====== Source material

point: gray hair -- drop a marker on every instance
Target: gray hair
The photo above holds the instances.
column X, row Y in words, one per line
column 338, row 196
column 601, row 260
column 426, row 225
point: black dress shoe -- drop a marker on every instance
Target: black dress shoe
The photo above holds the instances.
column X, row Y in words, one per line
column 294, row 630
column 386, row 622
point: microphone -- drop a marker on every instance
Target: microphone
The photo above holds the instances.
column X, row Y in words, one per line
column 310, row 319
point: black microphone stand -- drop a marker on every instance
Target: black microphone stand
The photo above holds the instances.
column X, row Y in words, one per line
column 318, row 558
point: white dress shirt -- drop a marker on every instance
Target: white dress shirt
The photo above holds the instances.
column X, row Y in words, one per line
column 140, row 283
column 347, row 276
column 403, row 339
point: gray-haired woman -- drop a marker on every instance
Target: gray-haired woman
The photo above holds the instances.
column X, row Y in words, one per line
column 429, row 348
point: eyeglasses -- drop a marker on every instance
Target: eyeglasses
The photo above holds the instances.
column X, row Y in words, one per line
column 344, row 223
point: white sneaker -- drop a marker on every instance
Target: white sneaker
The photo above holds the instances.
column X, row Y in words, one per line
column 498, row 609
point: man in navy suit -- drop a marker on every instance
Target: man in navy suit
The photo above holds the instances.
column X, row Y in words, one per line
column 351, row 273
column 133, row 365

============

(What needs to be done) Please copy out every line in the listing that has the string "microphone".

(Result below)
point: microphone -- drop a marker on every instance
Target: microphone
point: black microphone stand -- drop a marker on every instance
Target: black microphone stand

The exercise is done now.